RECORDS PROVIDED:
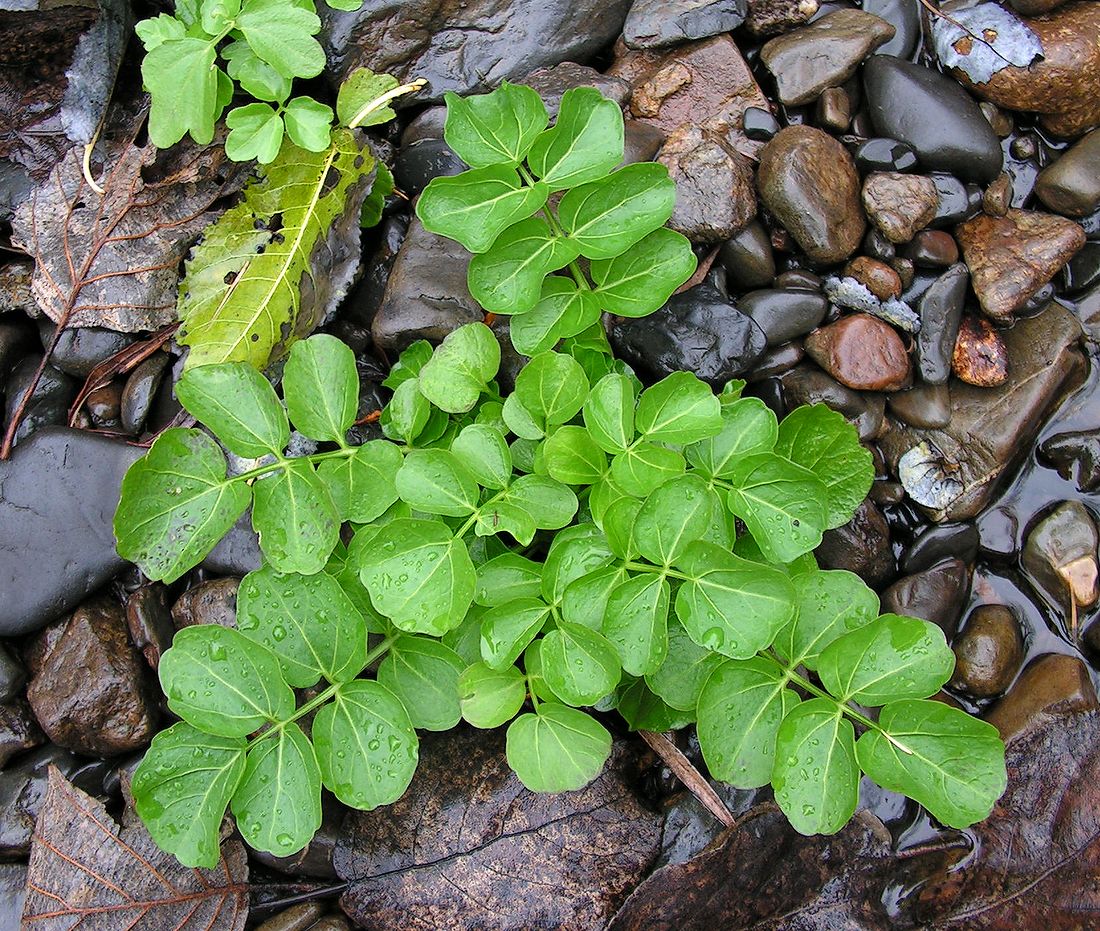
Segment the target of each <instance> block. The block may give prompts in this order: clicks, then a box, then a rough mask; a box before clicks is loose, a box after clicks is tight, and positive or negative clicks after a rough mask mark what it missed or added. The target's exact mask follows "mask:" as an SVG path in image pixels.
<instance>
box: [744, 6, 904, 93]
mask: <svg viewBox="0 0 1100 931" xmlns="http://www.w3.org/2000/svg"><path fill="white" fill-rule="evenodd" d="M893 35H894V28H893V26H892V25H890V23H888V22H886V21H884V20H882V19H880V18H879V17H876V15H873V14H872V13H867V12H864V11H862V10H837V11H836V12H834V13H829V14H827V15H825V17H822V18H821V19H816V20H814V21H813V22H812V23H811V24H810V25H806V26H803V28H802V29H796V30H792V31H791V32H787V33H784V34H783V35H780V36H778V37H775V39H772V40H770V41H768V42H767V43H764V46H763V48H761V50H760V61H761V62H763V64H764V67H767V68H768V70H770V72H771V73H772V75H773V76H774V78H775V89H777V92H778V95H779V99H780V100H781V101H782V102H783V103H784V105H785V106H789V107H790V106H799V105H801V103H810V102H812V101H813V100H815V99H816V98H817V96H818V95H820V94H821V92H822V91H823V90H825V89H826V88H829V87H838V86H839V85H842V84H844V81H846V80H847V79H848V78H849V77H851V76H853V75H854V74H855V72H856V68H857V67H859V63H860V62H862V61H864V58H866V57H867V56H868V55H869V54H870V53H871V52H873V51H875V50H876V48H878V47H879V46H880V45H882V44H883V43H886V42H888V41H889V40H891V39H893Z"/></svg>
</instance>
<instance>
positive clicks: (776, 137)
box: [757, 127, 866, 265]
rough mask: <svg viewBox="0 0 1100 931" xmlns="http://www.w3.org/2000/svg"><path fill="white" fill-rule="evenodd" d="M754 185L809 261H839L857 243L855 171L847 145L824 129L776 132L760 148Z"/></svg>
mask: <svg viewBox="0 0 1100 931" xmlns="http://www.w3.org/2000/svg"><path fill="white" fill-rule="evenodd" d="M757 188H758V190H759V193H760V198H761V199H762V200H763V202H764V205H766V206H767V207H768V209H769V210H770V211H771V212H772V215H773V216H774V217H775V219H777V220H779V222H780V223H782V224H783V227H784V228H785V229H787V230H788V232H790V233H791V236H793V237H794V239H795V241H796V242H798V243H799V245H800V247H801V248H802V251H803V252H805V253H806V255H807V256H809V258H810V259H811V260H813V261H814V262H820V263H822V264H826V265H827V264H832V263H834V262H839V261H842V260H843V259H847V258H848V256H849V255H851V253H853V252H855V251H856V249H857V248H858V247H859V243H860V240H862V238H864V230H865V229H866V223H865V222H864V211H862V210H861V209H860V206H859V175H858V174H856V164H855V162H854V161H853V158H851V155H850V154H849V153H848V150H847V149H845V147H844V146H843V145H842V144H840V143H839V142H837V141H836V140H835V139H833V136H831V135H828V133H825V132H822V131H821V130H818V129H813V128H811V127H787V128H785V129H782V130H780V131H779V132H778V133H775V135H774V136H773V138H772V139H771V140H770V141H769V142H768V144H767V145H766V146H764V147H763V149H762V150H761V152H760V167H759V171H758V173H757Z"/></svg>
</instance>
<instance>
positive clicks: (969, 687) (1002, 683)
mask: <svg viewBox="0 0 1100 931" xmlns="http://www.w3.org/2000/svg"><path fill="white" fill-rule="evenodd" d="M952 648H953V649H954V650H955V672H954V675H953V676H952V681H950V686H952V688H953V689H959V690H960V691H964V692H967V693H968V694H970V695H974V697H975V698H979V699H983V698H993V697H994V695H999V694H1000V693H1001V692H1003V691H1004V690H1005V689H1007V688H1008V687H1009V686H1010V684H1011V683H1012V680H1013V679H1014V678H1015V676H1016V672H1019V671H1020V664H1021V662H1023V659H1024V644H1023V638H1022V637H1021V636H1020V624H1019V622H1018V621H1016V616H1015V614H1013V613H1012V609H1011V607H1005V606H1004V605H1003V604H982V605H980V606H978V607H976V609H975V610H974V611H972V612H971V613H970V616H969V618H967V622H966V627H965V628H964V631H963V633H961V634H960V635H959V636H958V637H956V638H955V643H954V645H953V647H952Z"/></svg>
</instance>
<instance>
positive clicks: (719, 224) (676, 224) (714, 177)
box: [657, 125, 756, 243]
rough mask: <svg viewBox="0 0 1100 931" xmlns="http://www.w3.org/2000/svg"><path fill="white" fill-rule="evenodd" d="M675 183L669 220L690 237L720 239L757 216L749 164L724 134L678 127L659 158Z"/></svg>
mask: <svg viewBox="0 0 1100 931" xmlns="http://www.w3.org/2000/svg"><path fill="white" fill-rule="evenodd" d="M657 161H658V162H660V163H661V164H662V165H665V166H667V167H668V169H669V175H670V176H671V177H672V180H674V182H675V184H676V206H675V208H674V209H673V211H672V218H671V219H670V220H669V226H670V227H672V229H674V230H676V231H679V232H682V233H683V234H684V236H685V237H687V238H689V239H690V240H691V241H692V242H706V243H711V242H722V241H724V240H727V239H729V238H730V237H733V236H734V234H735V233H736V232H738V231H739V230H741V229H744V228H745V227H746V226H747V224H748V222H749V220H751V219H752V218H753V217H755V216H756V189H755V187H753V185H752V165H751V163H750V162H749V161H748V158H746V157H745V156H744V155H741V154H740V153H739V152H737V151H736V150H735V149H733V147H731V146H730V145H729V143H727V142H726V141H725V140H724V139H723V138H722V136H718V135H715V134H714V133H708V132H705V131H703V130H701V129H698V127H686V125H685V127H681V128H680V129H678V130H676V131H675V132H674V133H672V135H671V136H670V138H669V141H668V142H667V143H665V144H664V147H663V149H662V150H661V154H660V155H659V156H658V158H657Z"/></svg>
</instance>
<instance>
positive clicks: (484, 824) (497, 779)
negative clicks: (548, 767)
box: [334, 727, 661, 931]
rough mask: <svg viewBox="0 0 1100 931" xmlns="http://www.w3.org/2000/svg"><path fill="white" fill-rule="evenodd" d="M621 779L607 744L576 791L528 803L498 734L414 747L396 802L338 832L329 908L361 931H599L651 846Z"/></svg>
mask: <svg viewBox="0 0 1100 931" xmlns="http://www.w3.org/2000/svg"><path fill="white" fill-rule="evenodd" d="M630 768H631V757H630V752H629V751H627V749H626V748H625V745H624V744H620V743H617V744H616V748H615V749H614V751H613V753H612V759H610V760H609V762H608V764H607V767H606V768H605V770H604V773H603V775H601V776H599V777H598V778H597V779H596V780H595V781H594V782H592V784H591V785H590V786H587V787H586V788H584V789H581V790H580V791H576V792H565V793H560V795H537V793H535V792H530V791H528V790H527V789H525V788H524V787H522V786H521V785H520V782H519V780H518V779H517V778H516V777H515V776H514V775H513V773H511V770H510V769H509V768H508V765H507V763H506V760H505V755H504V733H503V731H502V730H497V731H493V732H485V731H472V730H471V729H465V727H460V729H458V730H455V731H451V732H448V733H445V734H439V735H434V734H432V735H425V738H423V740H422V742H421V746H420V767H419V769H418V771H417V775H416V778H415V779H414V781H412V785H411V787H410V788H409V790H408V792H406V795H405V797H404V798H403V799H401V800H400V801H398V802H397V803H396V804H394V806H393V807H390V808H387V809H378V810H377V811H373V812H356V813H354V814H352V815H351V817H350V818H349V820H348V822H346V823H345V825H344V834H343V836H341V837H340V839H339V841H338V845H337V850H335V855H334V865H335V869H337V873H338V874H339V875H340V877H341V878H342V879H348V880H350V881H351V886H350V888H349V890H348V891H346V892H345V894H344V896H343V898H342V899H341V906H342V908H343V909H344V911H346V912H348V914H349V916H350V917H351V918H352V920H353V921H354V922H355V923H356V924H359V925H360V927H364V928H371V929H372V931H390V930H392V931H421V930H422V931H437V930H438V929H440V928H462V929H464V930H465V931H471V929H483V928H484V929H493V931H510V929H516V931H519V929H524V931H527V929H532V928H554V929H559V931H592V930H593V929H598V928H603V925H604V924H605V922H606V921H607V919H608V918H609V917H610V916H612V914H613V913H614V912H615V910H616V909H617V908H618V907H619V905H620V903H621V902H623V900H624V899H625V898H626V896H627V895H628V894H629V891H630V890H631V889H632V888H634V887H635V886H636V885H637V884H638V883H639V881H640V880H641V878H642V877H643V876H645V875H646V873H647V872H648V870H649V869H650V868H651V866H652V863H653V862H654V859H656V857H657V855H658V848H659V845H660V835H661V817H660V815H658V814H654V813H652V812H650V811H647V810H646V809H645V808H642V807H641V804H640V803H639V801H638V800H637V796H636V793H635V791H634V789H632V788H631V785H630V781H631V780H630V778H629V776H628V771H629V770H630Z"/></svg>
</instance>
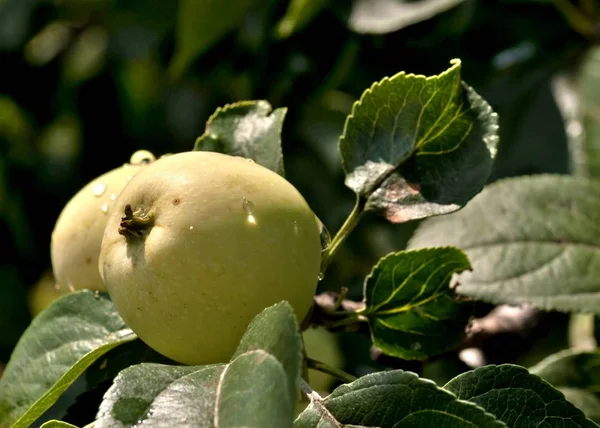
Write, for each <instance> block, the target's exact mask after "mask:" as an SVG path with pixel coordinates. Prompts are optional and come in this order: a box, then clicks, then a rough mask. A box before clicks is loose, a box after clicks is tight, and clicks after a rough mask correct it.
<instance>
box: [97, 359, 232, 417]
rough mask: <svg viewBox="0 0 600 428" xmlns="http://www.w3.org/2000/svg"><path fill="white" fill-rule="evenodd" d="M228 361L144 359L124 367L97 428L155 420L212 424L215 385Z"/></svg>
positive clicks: (106, 403) (214, 399)
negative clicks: (204, 360)
mask: <svg viewBox="0 0 600 428" xmlns="http://www.w3.org/2000/svg"><path fill="white" fill-rule="evenodd" d="M224 369H225V365H223V364H221V365H212V366H168V365H163V364H155V363H144V364H139V365H136V366H131V367H129V368H127V369H125V370H123V371H122V372H121V373H119V375H118V376H117V377H116V378H115V380H114V382H113V385H112V386H111V387H110V388H109V390H108V391H107V392H106V395H105V396H104V401H103V402H102V404H101V405H100V409H99V411H98V415H97V417H96V419H97V420H96V422H95V424H94V428H102V427H114V426H124V427H132V426H135V425H136V424H138V423H142V422H144V423H153V424H155V425H157V426H173V427H182V428H183V427H188V426H189V427H192V426H194V427H204V426H212V422H213V416H214V410H213V409H214V407H215V393H216V387H217V385H218V383H219V379H220V377H221V374H222V372H223V370H224Z"/></svg>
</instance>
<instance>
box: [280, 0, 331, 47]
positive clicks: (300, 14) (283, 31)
mask: <svg viewBox="0 0 600 428" xmlns="http://www.w3.org/2000/svg"><path fill="white" fill-rule="evenodd" d="M328 5H329V0H321V1H312V0H291V1H290V3H289V4H288V7H287V10H286V12H285V15H284V16H283V18H281V20H280V21H279V22H278V23H277V25H276V26H275V36H276V37H278V38H280V39H285V38H287V37H289V36H291V35H292V34H294V33H296V32H297V31H300V30H302V29H303V28H304V27H305V26H306V25H308V24H309V23H310V21H312V20H313V19H314V18H315V17H316V16H317V15H318V14H319V12H320V11H322V10H323V9H324V8H326V7H327V6H328Z"/></svg>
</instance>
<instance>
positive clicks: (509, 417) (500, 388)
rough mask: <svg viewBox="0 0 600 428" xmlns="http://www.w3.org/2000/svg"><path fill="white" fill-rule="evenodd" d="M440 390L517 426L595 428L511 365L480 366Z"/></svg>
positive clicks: (549, 392)
mask: <svg viewBox="0 0 600 428" xmlns="http://www.w3.org/2000/svg"><path fill="white" fill-rule="evenodd" d="M444 389H447V390H448V391H450V392H453V393H454V394H456V395H457V396H458V398H460V399H462V400H469V401H472V402H473V403H475V404H477V405H479V406H481V407H483V408H485V409H486V410H487V411H488V412H491V413H493V414H495V415H496V416H497V417H498V418H499V419H500V420H502V421H503V422H504V423H506V425H508V426H510V427H514V428H519V427H537V426H544V427H561V428H562V427H596V426H598V425H596V424H595V423H594V422H592V421H591V420H589V419H587V418H586V417H585V415H584V414H583V412H581V410H579V409H578V408H576V407H575V406H573V405H572V404H571V403H569V402H568V401H567V400H566V399H565V397H564V395H563V394H562V393H561V392H560V391H558V390H556V389H555V388H553V387H552V386H551V385H550V384H548V383H547V382H545V381H544V380H542V379H541V378H539V377H538V376H536V375H533V374H530V373H529V372H528V371H527V369H525V368H523V367H520V366H516V365H513V364H503V365H500V366H484V367H480V368H478V369H475V370H472V371H470V372H467V373H464V374H462V375H459V376H457V377H455V378H454V379H452V380H451V381H450V382H448V383H447V384H446V385H445V386H444Z"/></svg>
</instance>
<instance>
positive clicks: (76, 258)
mask: <svg viewBox="0 0 600 428" xmlns="http://www.w3.org/2000/svg"><path fill="white" fill-rule="evenodd" d="M154 160H155V158H154V156H153V155H152V153H150V152H148V151H146V150H139V151H137V152H135V153H134V154H133V155H132V156H131V159H130V163H126V164H124V165H123V166H120V167H118V168H115V169H113V170H111V171H109V172H107V173H105V174H102V175H101V176H100V177H98V178H96V179H95V180H92V181H91V182H89V183H88V184H86V185H85V186H84V187H83V188H82V189H81V190H80V191H79V192H77V194H75V196H73V197H72V198H71V200H70V201H69V202H67V204H66V205H65V207H64V208H63V210H62V211H61V213H60V215H59V216H58V219H57V221H56V224H55V226H54V230H53V231H52V237H51V242H50V257H51V260H52V271H53V273H54V277H55V278H56V283H57V284H58V288H60V289H65V290H67V291H74V290H81V289H89V290H98V291H106V287H104V282H103V281H102V278H101V276H100V272H98V257H99V256H100V244H101V243H102V236H103V235H104V229H105V227H106V222H107V220H108V216H109V214H110V212H111V210H112V207H113V205H114V204H115V202H116V198H117V196H118V194H119V193H120V192H121V190H122V189H123V188H124V187H125V185H126V184H127V182H128V181H129V180H130V179H131V177H133V176H134V175H135V174H136V173H137V172H138V171H140V170H141V169H142V168H144V167H145V166H146V165H148V164H149V163H150V162H153V161H154Z"/></svg>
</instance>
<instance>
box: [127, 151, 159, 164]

TASK REQUIREMENTS: Which lines in the listing above contain the string "target", with case counting? Collect each such line and copy it in full.

EXERCISE SOLUTION:
Segment the target of each <instance> block. The block may give prompts in this order: clicks, then a box, then a rough mask; a box before clicks is loose, a box after clicks is tight, and positive or negative clicks after a rough mask mark what it missed or added. The target's exact mask follows "mask:" as an SVG path in image pixels.
Write, for each <instance> block, the target's exact mask after "mask:" as an SVG path with pixel coordinates. Prompts are optional and come in this order: a box, then clicks, then a rough mask. A box before clicks is loose, a box after clicks is tight, and clicks after a rough mask correct it.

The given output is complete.